Concord Oral History Program
Renee Garrelick, Interviewer
The Blanchard, Smith and Wheeler family background
Youth in Concord
Middlesex Institution for Savings
I have lived in Concord all my life. My mother was from the Wheeler line. The Wheelers were some of the founders of Concord. The house that I was born in was built by my great- grandfather, Jonathan Wheeler. He built it for his wife in the 1830s. She came from Weston, and my great-grandfather had to convince her to marry him. She had several sisters and their parents were both deceased. She wouldn't marry him unless he built the house big enough so that her sisters could live with them. His daughter married Walter Scott Blanchard, and their daughter, Margaret, was my mother. She was one of three daughters and all of them married Smith boys right in order.
My grandfather, Henry Francis Smith, came from Andover to Concord and joined his cousins, the Damons, in the woolen manufacturing business in West Concord under the name of Damon Smith & Company. He had six sons and it was the three oldest sons who married the three Blanchard girls.
The Wheeler house was at 17 Sudbury Road and the Smiths lived at 61 Main Street, which was only a couple of short blocks away.
All the Smith boys lived right around the neighborhood. The William Lincoln Smiths were on Academy Lane as were the P. Farnham Smiths and Herbert P. Smith lived on Middle Street and the Theodore Smiths lived in my grandfather's house at 61 Main Street.
I used to play with my cousins, Benjamin and Farnham Smith, a great deal. We did a lot of things together and had a great time. We rode our bicycles all over town.
I remember my grandparents, both the Smiths and the Blanchards, would take us in their horse and carriage to various parts of town. We used to go on rides in the afternoon so that the ladies could get the air. Sometimes we would go around what they called the two-mile square, which was down Lowell Road to Barnes Hill Road to Monument Street and back. The longer ride, the five-mile square, was across Barrett's Mill Road into West Concord and down Main Street back into town again.
As we grew older, in the winter we went skating together either on the meadows and down at Fairyland, and in the summer we would go to Walden Pond to swim.

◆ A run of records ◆
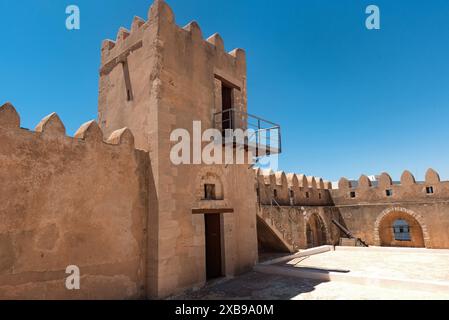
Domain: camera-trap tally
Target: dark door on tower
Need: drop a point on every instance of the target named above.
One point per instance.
(228, 114)
(213, 246)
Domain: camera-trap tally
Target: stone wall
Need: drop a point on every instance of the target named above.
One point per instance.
(175, 75)
(71, 201)
(369, 210)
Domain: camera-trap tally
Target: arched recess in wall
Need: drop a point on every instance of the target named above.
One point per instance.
(316, 231)
(210, 185)
(385, 234)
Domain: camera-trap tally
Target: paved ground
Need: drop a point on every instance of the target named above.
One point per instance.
(258, 286)
(411, 264)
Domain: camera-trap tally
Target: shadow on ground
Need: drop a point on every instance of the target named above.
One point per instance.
(252, 286)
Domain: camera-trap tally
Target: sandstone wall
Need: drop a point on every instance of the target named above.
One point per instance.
(71, 201)
(367, 210)
(176, 75)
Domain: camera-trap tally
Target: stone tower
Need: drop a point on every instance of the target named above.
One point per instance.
(154, 79)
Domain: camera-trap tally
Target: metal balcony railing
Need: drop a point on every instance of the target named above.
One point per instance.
(262, 137)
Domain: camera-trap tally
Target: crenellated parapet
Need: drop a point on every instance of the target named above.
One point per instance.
(51, 128)
(143, 33)
(384, 190)
(279, 188)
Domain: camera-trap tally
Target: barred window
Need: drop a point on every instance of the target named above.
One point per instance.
(401, 230)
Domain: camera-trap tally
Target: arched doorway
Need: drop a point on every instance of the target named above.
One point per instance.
(399, 228)
(315, 231)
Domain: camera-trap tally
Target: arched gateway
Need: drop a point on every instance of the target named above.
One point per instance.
(400, 227)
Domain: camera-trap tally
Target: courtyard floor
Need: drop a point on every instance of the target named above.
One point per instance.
(397, 264)
(432, 265)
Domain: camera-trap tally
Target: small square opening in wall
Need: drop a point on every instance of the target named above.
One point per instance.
(209, 192)
(292, 193)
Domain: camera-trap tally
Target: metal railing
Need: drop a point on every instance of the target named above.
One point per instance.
(263, 136)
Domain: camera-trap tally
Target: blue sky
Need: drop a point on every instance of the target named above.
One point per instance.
(350, 100)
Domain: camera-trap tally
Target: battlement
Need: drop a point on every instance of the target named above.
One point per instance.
(51, 127)
(143, 33)
(384, 190)
(279, 188)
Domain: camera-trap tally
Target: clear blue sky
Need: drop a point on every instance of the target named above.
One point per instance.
(350, 101)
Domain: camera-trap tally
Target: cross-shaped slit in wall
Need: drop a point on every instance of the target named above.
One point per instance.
(129, 90)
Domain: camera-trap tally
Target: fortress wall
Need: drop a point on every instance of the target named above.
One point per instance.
(292, 189)
(433, 219)
(190, 84)
(71, 201)
(176, 77)
(365, 207)
(291, 222)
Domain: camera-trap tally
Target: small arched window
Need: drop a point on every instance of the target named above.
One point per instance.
(401, 230)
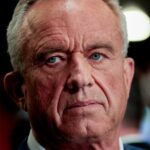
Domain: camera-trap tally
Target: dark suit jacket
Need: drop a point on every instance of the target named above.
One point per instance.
(24, 146)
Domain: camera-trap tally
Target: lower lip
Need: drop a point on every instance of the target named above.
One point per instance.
(78, 109)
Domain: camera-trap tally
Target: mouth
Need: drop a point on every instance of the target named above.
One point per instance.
(82, 104)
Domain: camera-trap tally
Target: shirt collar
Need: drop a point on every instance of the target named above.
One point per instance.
(33, 144)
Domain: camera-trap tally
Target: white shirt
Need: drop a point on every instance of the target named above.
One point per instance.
(33, 144)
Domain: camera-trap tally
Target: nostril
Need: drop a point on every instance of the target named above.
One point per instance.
(72, 87)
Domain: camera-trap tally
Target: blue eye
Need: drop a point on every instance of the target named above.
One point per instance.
(96, 56)
(53, 59)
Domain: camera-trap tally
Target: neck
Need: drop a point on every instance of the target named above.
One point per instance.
(108, 142)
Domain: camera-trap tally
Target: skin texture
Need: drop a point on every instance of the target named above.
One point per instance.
(76, 81)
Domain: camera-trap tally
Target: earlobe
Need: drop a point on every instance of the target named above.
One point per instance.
(128, 72)
(15, 88)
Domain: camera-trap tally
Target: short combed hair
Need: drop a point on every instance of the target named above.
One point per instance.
(15, 36)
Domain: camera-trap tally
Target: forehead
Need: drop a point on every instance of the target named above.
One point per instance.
(72, 13)
(84, 18)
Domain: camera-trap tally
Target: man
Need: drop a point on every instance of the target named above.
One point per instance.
(70, 72)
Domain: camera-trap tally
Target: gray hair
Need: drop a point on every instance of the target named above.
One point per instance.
(15, 36)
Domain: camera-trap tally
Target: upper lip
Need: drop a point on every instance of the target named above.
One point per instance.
(82, 104)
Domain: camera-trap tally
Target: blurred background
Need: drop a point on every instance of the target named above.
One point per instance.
(14, 125)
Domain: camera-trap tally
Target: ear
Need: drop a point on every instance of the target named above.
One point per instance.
(16, 89)
(128, 73)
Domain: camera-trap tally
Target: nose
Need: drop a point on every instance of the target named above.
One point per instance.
(80, 74)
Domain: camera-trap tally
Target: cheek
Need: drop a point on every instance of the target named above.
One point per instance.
(113, 85)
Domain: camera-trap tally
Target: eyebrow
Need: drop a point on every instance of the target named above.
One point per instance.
(108, 46)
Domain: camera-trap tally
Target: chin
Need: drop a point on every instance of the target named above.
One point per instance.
(84, 131)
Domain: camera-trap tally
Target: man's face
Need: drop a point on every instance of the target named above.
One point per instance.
(76, 80)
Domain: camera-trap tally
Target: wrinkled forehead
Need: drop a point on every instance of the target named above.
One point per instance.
(71, 11)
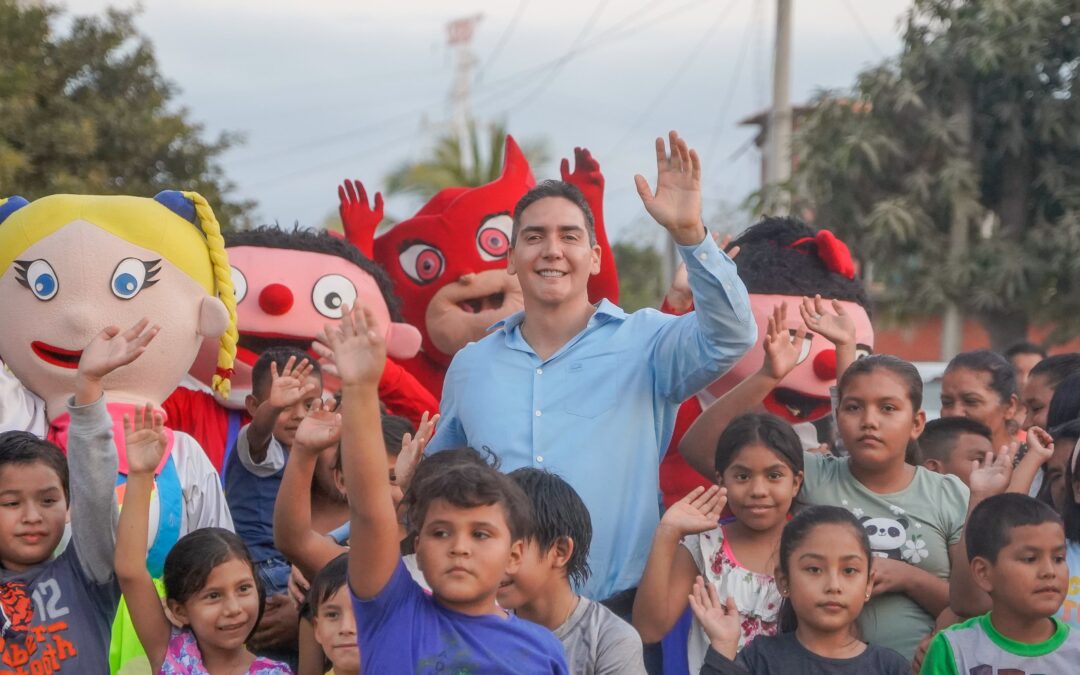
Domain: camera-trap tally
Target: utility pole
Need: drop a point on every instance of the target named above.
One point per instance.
(459, 38)
(778, 162)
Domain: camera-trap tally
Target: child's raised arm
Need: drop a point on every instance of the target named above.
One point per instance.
(145, 439)
(670, 571)
(782, 352)
(838, 328)
(293, 534)
(286, 388)
(361, 353)
(92, 453)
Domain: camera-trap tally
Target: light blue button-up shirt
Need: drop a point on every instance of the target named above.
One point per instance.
(601, 410)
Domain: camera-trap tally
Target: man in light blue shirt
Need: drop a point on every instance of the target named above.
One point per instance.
(591, 392)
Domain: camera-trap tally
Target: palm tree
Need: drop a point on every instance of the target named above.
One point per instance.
(444, 169)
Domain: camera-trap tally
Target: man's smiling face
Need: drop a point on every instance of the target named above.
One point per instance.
(552, 255)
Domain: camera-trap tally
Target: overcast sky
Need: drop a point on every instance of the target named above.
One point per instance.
(328, 89)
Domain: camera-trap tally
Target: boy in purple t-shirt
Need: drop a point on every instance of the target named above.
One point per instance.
(469, 522)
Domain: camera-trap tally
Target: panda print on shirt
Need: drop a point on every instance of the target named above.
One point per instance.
(887, 536)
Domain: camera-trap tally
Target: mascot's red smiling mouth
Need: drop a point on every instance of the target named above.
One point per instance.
(56, 355)
(796, 406)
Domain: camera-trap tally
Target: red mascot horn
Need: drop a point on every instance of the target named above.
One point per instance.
(834, 253)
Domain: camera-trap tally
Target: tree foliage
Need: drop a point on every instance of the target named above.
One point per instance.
(444, 169)
(955, 167)
(89, 111)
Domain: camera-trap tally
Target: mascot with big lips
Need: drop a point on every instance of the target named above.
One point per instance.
(288, 285)
(781, 260)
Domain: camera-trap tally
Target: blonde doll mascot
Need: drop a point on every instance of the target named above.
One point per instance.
(72, 265)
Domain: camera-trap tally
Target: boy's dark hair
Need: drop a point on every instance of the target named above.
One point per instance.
(260, 372)
(940, 435)
(1065, 404)
(989, 524)
(797, 530)
(779, 256)
(898, 366)
(557, 512)
(1002, 375)
(318, 241)
(467, 480)
(1025, 348)
(763, 429)
(22, 447)
(328, 581)
(554, 188)
(1056, 368)
(1071, 508)
(194, 556)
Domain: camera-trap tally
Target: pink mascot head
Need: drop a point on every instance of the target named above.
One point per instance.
(782, 259)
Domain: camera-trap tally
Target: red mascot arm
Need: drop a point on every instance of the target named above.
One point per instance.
(586, 177)
(358, 218)
(404, 395)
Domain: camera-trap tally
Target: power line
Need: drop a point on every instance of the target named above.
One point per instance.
(498, 86)
(335, 162)
(733, 84)
(662, 94)
(862, 28)
(566, 58)
(503, 39)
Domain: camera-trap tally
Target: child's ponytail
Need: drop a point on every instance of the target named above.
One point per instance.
(223, 278)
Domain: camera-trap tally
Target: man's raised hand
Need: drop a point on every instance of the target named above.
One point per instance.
(676, 203)
(145, 441)
(360, 352)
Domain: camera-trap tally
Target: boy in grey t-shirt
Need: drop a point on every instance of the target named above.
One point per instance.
(56, 612)
(596, 640)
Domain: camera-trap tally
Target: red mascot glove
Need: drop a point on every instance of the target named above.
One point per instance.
(586, 177)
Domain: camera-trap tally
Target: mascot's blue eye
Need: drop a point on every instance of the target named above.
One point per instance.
(41, 280)
(132, 275)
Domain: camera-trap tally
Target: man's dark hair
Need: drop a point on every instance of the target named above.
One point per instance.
(1002, 375)
(554, 188)
(940, 436)
(989, 524)
(260, 372)
(557, 512)
(321, 241)
(1056, 368)
(467, 480)
(1065, 404)
(22, 447)
(778, 256)
(1025, 348)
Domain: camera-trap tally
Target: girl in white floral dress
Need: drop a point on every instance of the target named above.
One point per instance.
(758, 472)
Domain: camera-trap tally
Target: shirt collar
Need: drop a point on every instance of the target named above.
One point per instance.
(604, 309)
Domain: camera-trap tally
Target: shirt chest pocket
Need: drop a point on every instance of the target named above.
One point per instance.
(592, 386)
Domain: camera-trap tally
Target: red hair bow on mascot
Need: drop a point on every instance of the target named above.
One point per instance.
(782, 259)
(448, 261)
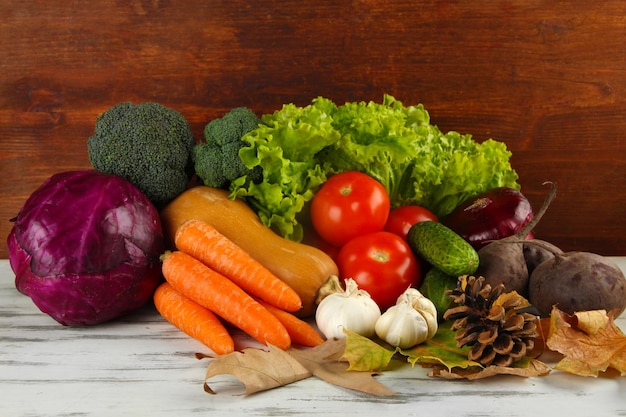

◆ WHAT TO WORK ON ◆
Resume the Concord oral history about family and childhood, picking up right after its last sentence. These records were taken from a separate source.

◆ REPLY ◆
We lived near the railroad so we spent some time up at the station or at the freight depot. When we were physically big enough and able, we used to help the freight master unload the freight cars that came out from Boston with the produce for the stores. The merchants on the Mill Dam would come down to the freight house each afternoon to meet the local freight and take their orders back to the store in their horses and buggies.
The Mill Dam stores are much the same as they were in my day. On the north side there is one newer building, but most of them are the same. There were a number of stores I remember going into such as Miss Buck's notion store, Richardson's Drug Store was on one corner and John C. Friend's on the other corner. We used to patronize Richardson's because they had what we called a milk bar or now a soda fountain. We used to get "freeos" there, which was shaved ice in a glass with flavored syrup poured over it.
Mattie Houghton's store was always fascinating to us as children because we could go to the back of the store and watch the mill brook running right underneath the store. That would be where the Mary Curtis store is now. From Richardson's down the street was Davis's meat market, Mattie Houghtons, then Billy Cross's dry goods, and on down to Urquhart's Bakery at the end of the block. I can remember buying donuts at the bakery. Across the street was a hardware store and a grocery store, where we bought flour by the barrel to make bread and biscuits.
My father worked for the Middlesex Institution for Savings first as a clerk and later as treasurer. When he started there about the turn of the century, the Middlesex Institution for Savings and the Concord National Bank were in the same building, which was now where the Harvard Trust Bank is. When you went in the building, there was a hallway and on the left was the Middlesex and to the right was the Concord National. As they grew and the town grew, the two businesses needed larger quarters so the bank stayed in that building, and the Middlesex moved to a new building next door, which was about 1930.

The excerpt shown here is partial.